• _RECORDED DATA_:
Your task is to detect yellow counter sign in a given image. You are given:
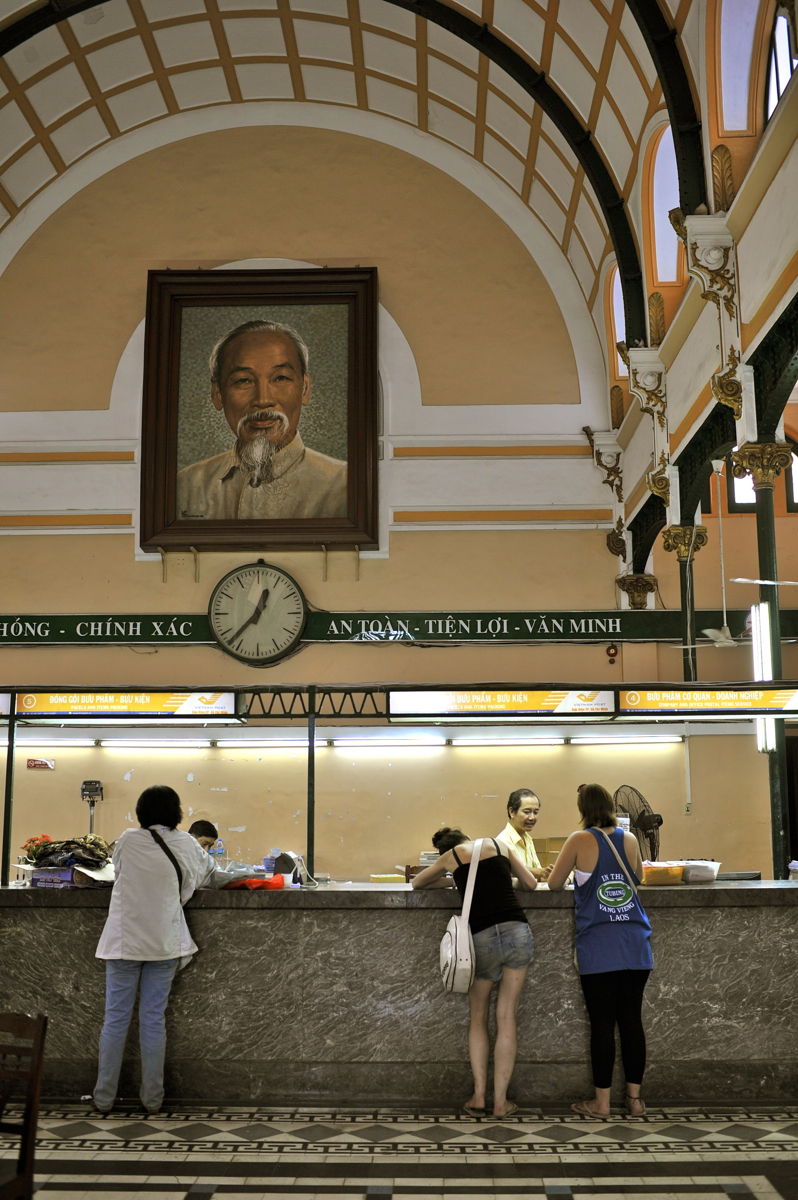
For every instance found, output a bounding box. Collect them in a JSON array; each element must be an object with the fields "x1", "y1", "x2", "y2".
[
  {"x1": 390, "y1": 690, "x2": 616, "y2": 716},
  {"x1": 17, "y1": 691, "x2": 235, "y2": 716},
  {"x1": 620, "y1": 688, "x2": 798, "y2": 714}
]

• _TASK REQUIREMENTS_:
Rewrite the records above, replacing "yellow counter sign" with "red exit sign" and keeping everything else the same. Leave out the pictures.

• _RESULT OF THIS EXERCISE_:
Your task is to detect red exit sign in a given image. You are given:
For every instance found, output a bounding box. Collect them in a JSON array; each element must be an object with the fields "x1", "y1", "x2", "y2".
[
  {"x1": 390, "y1": 690, "x2": 616, "y2": 716},
  {"x1": 17, "y1": 691, "x2": 235, "y2": 716},
  {"x1": 620, "y1": 688, "x2": 798, "y2": 714}
]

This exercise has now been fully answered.